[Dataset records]
- - - - -
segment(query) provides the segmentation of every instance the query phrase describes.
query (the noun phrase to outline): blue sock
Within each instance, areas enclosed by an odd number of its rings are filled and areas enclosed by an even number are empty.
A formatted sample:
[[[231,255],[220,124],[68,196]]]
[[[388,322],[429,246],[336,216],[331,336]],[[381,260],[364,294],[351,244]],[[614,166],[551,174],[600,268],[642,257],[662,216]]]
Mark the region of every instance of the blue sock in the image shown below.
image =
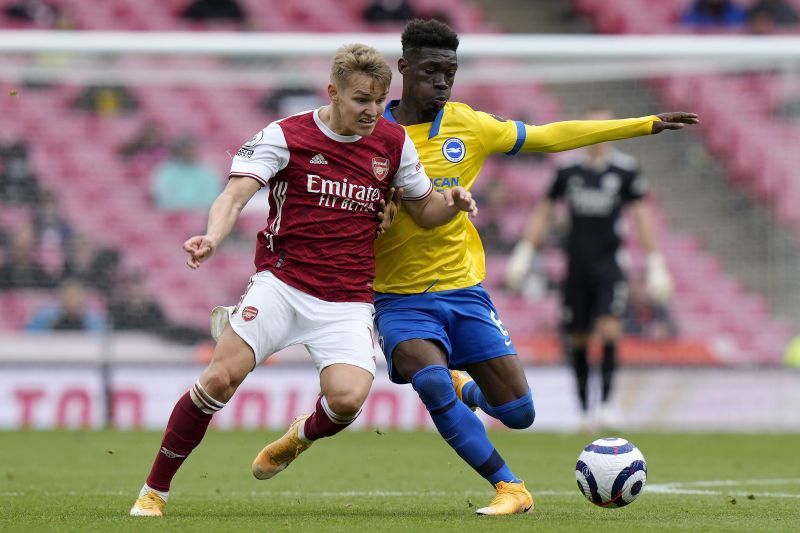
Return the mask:
[[[533,395],[530,389],[525,396],[504,403],[503,405],[489,405],[483,392],[474,381],[470,381],[461,389],[461,397],[470,407],[480,407],[481,411],[501,421],[506,427],[512,429],[525,429],[533,424],[536,411],[533,407]]]
[[[494,407],[489,405],[489,402],[487,402],[486,398],[483,397],[483,392],[481,392],[480,387],[478,387],[478,384],[474,381],[468,381],[464,385],[464,388],[461,389],[461,398],[468,406],[478,407],[481,411],[492,418],[497,418],[497,415],[494,412]]]
[[[414,390],[427,407],[444,440],[492,485],[519,483],[486,435],[478,417],[458,401],[450,371],[440,365],[423,368],[411,378]]]

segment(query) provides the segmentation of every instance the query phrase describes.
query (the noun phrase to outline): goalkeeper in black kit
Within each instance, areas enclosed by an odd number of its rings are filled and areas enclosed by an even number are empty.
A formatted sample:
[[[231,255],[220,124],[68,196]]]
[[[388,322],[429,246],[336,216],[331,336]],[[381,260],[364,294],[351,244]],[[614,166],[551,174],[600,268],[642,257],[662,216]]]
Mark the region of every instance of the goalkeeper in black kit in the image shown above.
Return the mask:
[[[584,118],[608,120],[613,116],[608,110],[594,109]],[[658,251],[645,201],[646,192],[647,184],[632,156],[617,151],[609,143],[583,148],[575,158],[559,167],[547,196],[531,213],[522,239],[506,267],[506,286],[519,290],[529,274],[536,249],[547,234],[554,204],[563,199],[570,225],[565,242],[567,275],[563,284],[562,324],[565,351],[575,372],[584,429],[593,428],[596,422],[614,427],[620,418],[611,400],[617,344],[622,336],[622,316],[628,300],[628,284],[620,254],[623,208],[630,211],[647,253],[649,296],[664,303],[672,293],[672,279]],[[591,409],[588,393],[587,348],[593,333],[603,346],[601,404],[596,413]]]

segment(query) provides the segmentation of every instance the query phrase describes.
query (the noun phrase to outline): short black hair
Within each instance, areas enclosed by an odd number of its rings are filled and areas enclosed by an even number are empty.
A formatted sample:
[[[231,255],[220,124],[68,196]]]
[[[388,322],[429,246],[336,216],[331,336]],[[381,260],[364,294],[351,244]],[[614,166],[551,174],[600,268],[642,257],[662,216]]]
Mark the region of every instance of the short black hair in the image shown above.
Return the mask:
[[[458,34],[436,19],[414,19],[406,24],[400,43],[403,45],[403,55],[418,48],[441,48],[455,52],[458,49]]]

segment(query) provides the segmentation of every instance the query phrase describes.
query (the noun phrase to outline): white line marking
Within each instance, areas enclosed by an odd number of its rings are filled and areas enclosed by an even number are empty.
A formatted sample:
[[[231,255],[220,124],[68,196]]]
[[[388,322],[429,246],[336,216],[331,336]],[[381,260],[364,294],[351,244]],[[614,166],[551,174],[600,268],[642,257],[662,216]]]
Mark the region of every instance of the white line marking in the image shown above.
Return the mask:
[[[685,481],[685,482],[671,482],[671,483],[651,483],[645,486],[645,492],[651,494],[667,494],[667,495],[695,495],[695,496],[755,496],[756,498],[800,498],[799,493],[793,492],[755,492],[746,490],[748,486],[764,486],[764,485],[800,485],[800,479],[724,479],[724,480],[709,480],[709,481]],[[735,487],[737,490],[710,490],[702,488],[691,487]],[[0,497],[22,497],[22,496],[53,496],[53,497],[70,497],[70,496],[135,496],[136,491],[128,490],[115,490],[104,491],[96,493],[87,493],[79,491],[14,491],[14,492],[0,492]],[[577,490],[536,490],[534,492],[537,496],[572,496],[578,495],[580,492]],[[189,495],[186,495],[189,496]],[[268,497],[313,497],[313,498],[415,498],[420,496],[428,497],[467,497],[467,496],[491,496],[491,490],[478,491],[393,491],[393,490],[349,490],[349,491],[321,491],[321,492],[308,492],[308,491],[277,491],[271,492],[268,490],[251,490],[251,491],[225,491],[221,494],[223,497],[233,498],[268,498]],[[197,497],[192,494],[191,497]]]

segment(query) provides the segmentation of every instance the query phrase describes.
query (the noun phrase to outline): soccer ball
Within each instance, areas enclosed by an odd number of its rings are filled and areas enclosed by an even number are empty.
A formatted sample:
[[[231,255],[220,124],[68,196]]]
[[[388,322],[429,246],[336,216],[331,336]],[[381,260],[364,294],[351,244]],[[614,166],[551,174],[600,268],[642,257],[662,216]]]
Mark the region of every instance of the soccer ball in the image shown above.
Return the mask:
[[[617,437],[597,439],[583,449],[575,465],[578,489],[600,507],[624,507],[647,481],[647,463],[639,448]]]

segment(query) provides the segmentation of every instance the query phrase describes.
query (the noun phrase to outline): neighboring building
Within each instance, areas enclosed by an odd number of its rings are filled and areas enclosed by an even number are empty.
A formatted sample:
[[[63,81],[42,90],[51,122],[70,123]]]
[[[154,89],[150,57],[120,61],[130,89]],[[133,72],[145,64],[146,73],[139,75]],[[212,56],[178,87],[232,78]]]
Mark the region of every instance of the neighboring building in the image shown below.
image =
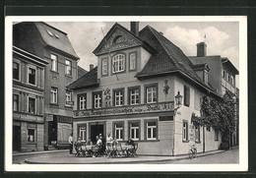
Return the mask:
[[[13,150],[42,150],[46,60],[13,46]]]
[[[72,132],[73,100],[66,86],[78,79],[79,57],[67,33],[42,22],[16,24],[13,36],[14,45],[49,63],[44,75],[44,145],[67,145]]]
[[[230,90],[236,95],[238,101],[239,89],[235,87],[235,76],[239,75],[239,72],[226,57],[207,56],[207,44],[200,42],[197,44],[197,56],[190,56],[189,59],[195,66],[208,65],[210,71],[205,74],[207,74],[209,84],[221,95],[224,95],[226,89]],[[238,105],[236,108],[238,108]],[[238,116],[238,112],[236,116]],[[238,120],[238,117],[236,119]],[[230,146],[238,145],[238,125],[235,128],[235,131],[231,134]]]
[[[184,154],[194,143],[199,152],[219,148],[221,133],[191,122],[203,94],[220,97],[197,74],[207,65],[193,65],[150,26],[139,31],[139,23],[131,31],[115,24],[94,53],[97,67],[67,87],[74,92],[75,140],[96,143],[96,135],[110,133],[121,143],[138,142],[140,154]]]

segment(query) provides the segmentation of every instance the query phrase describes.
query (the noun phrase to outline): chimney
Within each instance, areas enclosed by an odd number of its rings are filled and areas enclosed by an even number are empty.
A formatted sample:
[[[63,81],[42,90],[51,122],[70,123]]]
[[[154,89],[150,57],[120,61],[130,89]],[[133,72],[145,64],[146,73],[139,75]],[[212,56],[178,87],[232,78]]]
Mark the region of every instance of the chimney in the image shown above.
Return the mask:
[[[207,44],[205,42],[197,43],[197,57],[205,57],[207,55]]]
[[[94,64],[90,64],[90,71],[92,71],[92,69],[94,69]]]
[[[139,22],[131,22],[130,25],[131,28],[131,31],[135,34],[135,35],[139,35]]]

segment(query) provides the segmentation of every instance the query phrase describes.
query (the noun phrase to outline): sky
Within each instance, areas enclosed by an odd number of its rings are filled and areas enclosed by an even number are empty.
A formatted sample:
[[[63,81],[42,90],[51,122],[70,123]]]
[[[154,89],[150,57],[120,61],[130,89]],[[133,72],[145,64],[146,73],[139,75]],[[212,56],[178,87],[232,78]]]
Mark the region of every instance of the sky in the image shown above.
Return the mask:
[[[89,70],[96,66],[97,58],[93,51],[102,40],[115,22],[46,22],[65,31],[80,57],[79,65]],[[129,22],[117,22],[130,30]],[[207,55],[227,57],[239,70],[239,24],[238,22],[140,22],[139,30],[151,26],[161,31],[187,56],[196,56],[196,44],[207,43]],[[238,82],[238,80],[236,80]]]

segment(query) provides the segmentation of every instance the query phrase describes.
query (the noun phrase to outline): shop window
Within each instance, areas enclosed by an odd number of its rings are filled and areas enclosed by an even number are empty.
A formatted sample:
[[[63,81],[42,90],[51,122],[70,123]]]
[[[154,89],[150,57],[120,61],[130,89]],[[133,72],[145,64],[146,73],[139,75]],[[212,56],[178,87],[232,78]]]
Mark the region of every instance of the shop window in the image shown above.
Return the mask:
[[[137,66],[136,66],[136,63],[137,63],[137,59],[136,59],[136,53],[133,52],[129,55],[129,64],[130,64],[130,71],[134,71],[136,70]]]
[[[190,104],[190,89],[184,86],[184,105],[189,106]]]
[[[157,140],[158,139],[158,121],[149,120],[145,123],[146,140]]]
[[[35,85],[35,69],[29,67],[29,84]]]
[[[13,63],[13,79],[20,80],[20,64],[17,62]]]
[[[99,92],[93,92],[93,105],[94,105],[94,108],[101,108],[101,104],[102,104],[102,92],[99,91]]]
[[[19,111],[19,94],[13,95],[13,110]]]
[[[69,60],[66,60],[65,64],[66,64],[65,74],[68,76],[72,76],[72,62]]]
[[[196,143],[200,142],[200,126],[195,126],[195,140]]]
[[[186,120],[183,120],[182,123],[182,141],[188,141],[188,122]]]
[[[146,102],[156,103],[158,101],[158,88],[156,86],[146,87]]]
[[[215,141],[219,141],[219,131],[215,130]]]
[[[28,129],[28,142],[29,143],[34,143],[35,139],[35,132],[34,129]]]
[[[136,105],[140,103],[140,88],[128,88],[129,104]]]
[[[112,73],[120,73],[125,71],[125,56],[117,54],[112,59]]]
[[[124,123],[123,122],[113,123],[113,136],[116,137],[117,141],[124,140]]]
[[[108,58],[102,59],[102,76],[106,76],[108,69],[107,69],[107,60]]]
[[[54,103],[54,104],[58,103],[58,89],[57,88],[51,88],[50,102]]]
[[[122,106],[124,102],[124,89],[113,89],[114,106]]]
[[[51,54],[51,70],[57,72],[58,71],[58,56]]]
[[[129,122],[129,138],[134,141],[140,140],[140,121]]]
[[[29,97],[29,113],[35,114],[35,98]]]

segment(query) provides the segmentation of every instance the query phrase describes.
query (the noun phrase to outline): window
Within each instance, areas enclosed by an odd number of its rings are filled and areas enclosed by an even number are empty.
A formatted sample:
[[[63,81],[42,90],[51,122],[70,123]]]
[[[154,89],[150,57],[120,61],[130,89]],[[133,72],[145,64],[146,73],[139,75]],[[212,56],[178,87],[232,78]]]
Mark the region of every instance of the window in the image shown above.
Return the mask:
[[[79,137],[82,141],[87,140],[87,127],[86,126],[79,126]]]
[[[20,64],[17,62],[13,63],[13,79],[20,80]]]
[[[195,126],[195,140],[196,142],[200,142],[200,126]]]
[[[34,143],[34,129],[28,129],[28,142]]]
[[[87,108],[87,94],[78,95],[78,109],[85,110]]]
[[[107,58],[102,59],[102,76],[107,75]]]
[[[54,54],[51,54],[50,58],[51,58],[51,70],[57,72],[58,71],[58,57]]]
[[[183,120],[182,124],[182,141],[188,141],[188,122]]]
[[[66,60],[65,64],[66,64],[65,74],[68,76],[72,76],[72,62],[69,60]]]
[[[66,104],[72,105],[72,92],[71,90],[66,90]]]
[[[219,141],[219,131],[215,131],[215,141]]]
[[[125,56],[117,54],[113,57],[112,73],[119,73],[125,71]]]
[[[146,140],[157,140],[157,121],[146,121]]]
[[[51,103],[58,103],[58,89],[57,88],[51,88],[50,102]]]
[[[94,108],[101,108],[101,91],[93,93]]]
[[[123,141],[123,138],[124,138],[124,123],[123,122],[116,122],[116,123],[113,123],[114,125],[114,133],[113,133],[113,136],[116,137],[116,140],[117,141]]]
[[[184,105],[189,106],[190,104],[190,89],[184,86]]]
[[[29,113],[35,114],[35,98],[29,97]]]
[[[13,110],[19,111],[19,94],[13,95]]]
[[[136,53],[131,53],[129,57],[130,70],[136,70]]]
[[[140,122],[129,122],[129,138],[134,141],[140,140]]]
[[[121,106],[124,102],[124,89],[114,89],[114,105]]]
[[[146,87],[146,102],[156,103],[158,100],[158,88],[157,86]]]
[[[29,68],[29,84],[35,85],[35,69]]]
[[[128,88],[129,103],[136,105],[140,103],[140,88]]]

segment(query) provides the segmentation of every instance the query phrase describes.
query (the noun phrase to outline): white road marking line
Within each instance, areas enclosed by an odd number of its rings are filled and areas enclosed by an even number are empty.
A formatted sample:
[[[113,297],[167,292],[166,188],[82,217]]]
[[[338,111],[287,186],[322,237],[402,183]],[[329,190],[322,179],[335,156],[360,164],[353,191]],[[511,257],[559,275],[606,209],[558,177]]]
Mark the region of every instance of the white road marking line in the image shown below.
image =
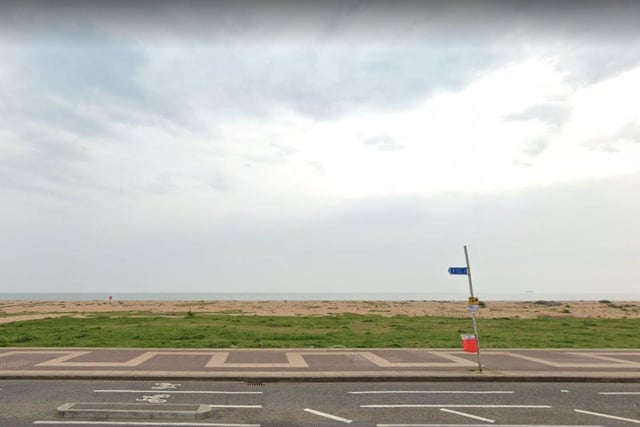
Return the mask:
[[[474,420],[484,421],[484,422],[491,423],[491,424],[493,424],[493,423],[495,423],[495,422],[496,422],[496,420],[491,420],[491,419],[489,419],[489,418],[479,417],[479,416],[477,416],[477,415],[467,414],[467,413],[465,413],[465,412],[454,411],[454,410],[452,410],[452,409],[440,408],[440,410],[441,410],[442,412],[448,412],[448,413],[450,413],[450,414],[461,415],[461,416],[463,416],[463,417],[473,418]]]
[[[189,423],[159,421],[34,421],[34,425],[94,425],[94,426],[205,426],[205,427],[260,427],[260,424]]]
[[[640,391],[600,391],[598,394],[605,396],[636,396],[640,395]]]
[[[371,390],[350,391],[349,394],[513,394],[513,391],[463,391],[463,390]]]
[[[353,420],[349,420],[347,418],[338,417],[336,415],[327,414],[326,412],[316,411],[315,409],[305,408],[304,411],[305,412],[309,412],[311,414],[319,415],[321,417],[329,418],[330,420],[340,421],[340,422],[343,422],[343,423],[346,423],[346,424],[349,424],[349,423],[353,422]]]
[[[262,405],[209,405],[212,408],[262,409]]]
[[[376,424],[376,427],[486,427],[486,424]],[[500,424],[500,427],[603,427],[598,425]]]
[[[215,390],[163,390],[171,394],[262,394],[261,391],[215,391]],[[157,393],[158,390],[93,390],[94,393]]]
[[[578,412],[580,414],[593,415],[594,417],[609,418],[611,420],[626,421],[626,422],[629,422],[629,423],[640,424],[640,420],[634,420],[634,419],[631,419],[631,418],[624,418],[624,417],[618,417],[618,416],[615,416],[615,415],[601,414],[601,413],[598,413],[598,412],[583,411],[581,409],[574,409],[574,411],[576,411],[576,412]]]
[[[549,405],[448,405],[448,404],[399,404],[399,405],[360,405],[361,408],[519,408],[551,409]]]

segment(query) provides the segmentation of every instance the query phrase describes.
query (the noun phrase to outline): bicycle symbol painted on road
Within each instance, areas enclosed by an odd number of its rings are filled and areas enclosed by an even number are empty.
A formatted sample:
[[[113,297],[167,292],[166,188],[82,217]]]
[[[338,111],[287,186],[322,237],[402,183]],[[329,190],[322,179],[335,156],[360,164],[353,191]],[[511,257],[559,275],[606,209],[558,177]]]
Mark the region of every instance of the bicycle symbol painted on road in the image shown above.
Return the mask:
[[[170,394],[154,394],[151,396],[142,396],[142,399],[136,399],[136,402],[167,403],[167,398],[169,397],[171,397]]]

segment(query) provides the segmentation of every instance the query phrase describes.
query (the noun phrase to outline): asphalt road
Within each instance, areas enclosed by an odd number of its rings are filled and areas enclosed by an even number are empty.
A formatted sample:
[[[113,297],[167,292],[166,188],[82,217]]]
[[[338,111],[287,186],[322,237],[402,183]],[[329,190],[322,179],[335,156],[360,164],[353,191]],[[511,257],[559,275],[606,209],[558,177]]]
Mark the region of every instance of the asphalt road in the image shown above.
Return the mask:
[[[56,408],[167,410],[211,405],[202,420],[65,419]],[[126,404],[126,405],[122,405]],[[133,405],[132,405],[133,404]],[[182,406],[179,406],[182,405]],[[267,383],[1,380],[0,425],[632,426],[637,383]],[[72,424],[73,423],[73,424]],[[146,423],[146,424],[144,424]]]

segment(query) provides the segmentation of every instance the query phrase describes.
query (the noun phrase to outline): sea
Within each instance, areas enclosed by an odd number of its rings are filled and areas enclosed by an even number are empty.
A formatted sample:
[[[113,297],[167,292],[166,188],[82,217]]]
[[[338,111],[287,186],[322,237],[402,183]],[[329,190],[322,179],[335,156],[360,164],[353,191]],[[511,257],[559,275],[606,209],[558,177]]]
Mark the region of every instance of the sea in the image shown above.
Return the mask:
[[[462,301],[465,292],[0,292],[0,301]],[[640,293],[486,293],[485,301],[640,301]]]

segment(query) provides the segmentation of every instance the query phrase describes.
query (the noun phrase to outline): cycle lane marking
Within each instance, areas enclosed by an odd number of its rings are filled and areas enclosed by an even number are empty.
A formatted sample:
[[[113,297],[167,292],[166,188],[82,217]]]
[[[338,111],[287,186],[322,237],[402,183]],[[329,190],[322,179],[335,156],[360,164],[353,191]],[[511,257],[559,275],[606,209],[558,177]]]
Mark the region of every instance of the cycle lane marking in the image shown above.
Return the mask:
[[[609,418],[610,420],[626,421],[629,423],[640,424],[640,420],[634,420],[633,418],[619,417],[617,415],[609,415],[609,414],[603,414],[600,412],[585,411],[582,409],[574,409],[574,411],[576,411],[579,414],[593,415],[594,417]]]
[[[309,412],[310,414],[318,415],[320,417],[329,418],[330,420],[340,421],[345,424],[350,424],[353,422],[353,420],[350,420],[348,418],[342,418],[337,415],[327,414],[326,412],[316,411],[315,409],[305,408],[304,411]]]
[[[474,420],[484,421],[484,422],[487,422],[487,423],[490,423],[490,424],[493,424],[493,423],[496,422],[496,420],[492,420],[492,419],[484,418],[484,417],[479,417],[477,415],[467,414],[466,412],[454,411],[453,409],[440,408],[440,410],[442,412],[447,412],[449,414],[460,415],[460,416],[471,418],[471,419],[474,419]]]

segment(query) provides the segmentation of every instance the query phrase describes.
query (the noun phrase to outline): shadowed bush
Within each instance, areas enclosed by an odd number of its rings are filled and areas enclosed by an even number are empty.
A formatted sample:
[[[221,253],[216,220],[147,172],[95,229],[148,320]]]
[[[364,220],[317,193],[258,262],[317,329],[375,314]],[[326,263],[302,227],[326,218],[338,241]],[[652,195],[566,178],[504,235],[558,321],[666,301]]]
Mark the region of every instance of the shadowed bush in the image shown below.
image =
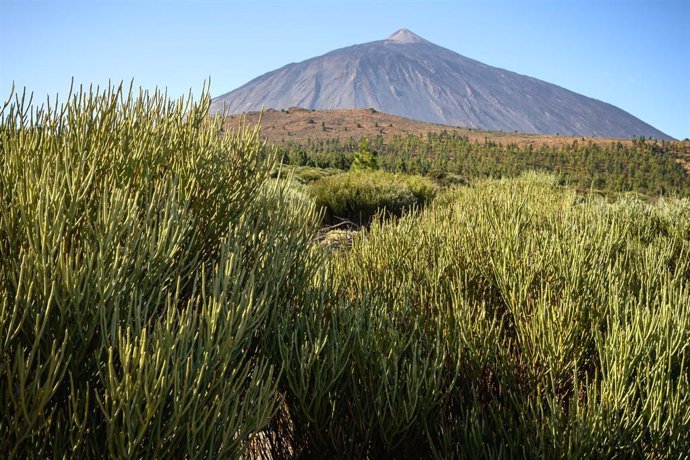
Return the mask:
[[[420,176],[357,171],[319,179],[309,192],[317,207],[326,210],[328,222],[342,218],[368,225],[381,211],[401,216],[413,207],[423,207],[437,191],[433,182]]]
[[[688,211],[530,174],[374,223],[279,328],[294,451],[690,451]]]

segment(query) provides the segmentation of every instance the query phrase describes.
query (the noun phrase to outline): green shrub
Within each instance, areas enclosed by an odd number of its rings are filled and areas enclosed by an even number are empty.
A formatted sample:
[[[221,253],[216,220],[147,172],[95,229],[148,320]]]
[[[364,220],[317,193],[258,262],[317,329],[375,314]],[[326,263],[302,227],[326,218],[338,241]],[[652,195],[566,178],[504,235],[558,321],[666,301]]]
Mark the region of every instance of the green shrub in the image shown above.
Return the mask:
[[[375,222],[278,328],[294,451],[682,457],[685,213],[528,174]]]
[[[320,179],[309,192],[317,207],[326,210],[327,221],[343,218],[367,225],[378,212],[400,216],[427,205],[436,196],[436,186],[419,176],[360,171]]]
[[[308,185],[323,177],[334,176],[343,171],[336,168],[317,168],[315,166],[282,166],[280,172],[282,175],[292,174],[297,182]]]
[[[2,456],[237,457],[273,417],[260,343],[316,268],[316,216],[209,104],[4,105]]]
- - - - -
_Directions_:
Extract every line of the records above that contains the word "road", copying each line in full.

_Reply_:
query (the noun phrase to outline): white road marking line
Mark the region of every instance of the white road marking line in the image shown below.
query (the noun phrase to outline): bicycle symbol painted on road
Mark the region of every instance of the bicycle symbol painted on road in the image shown above.
query (the noun phrase to outline): asphalt road
Mark the region of every instance of the asphalt road in the image shown above.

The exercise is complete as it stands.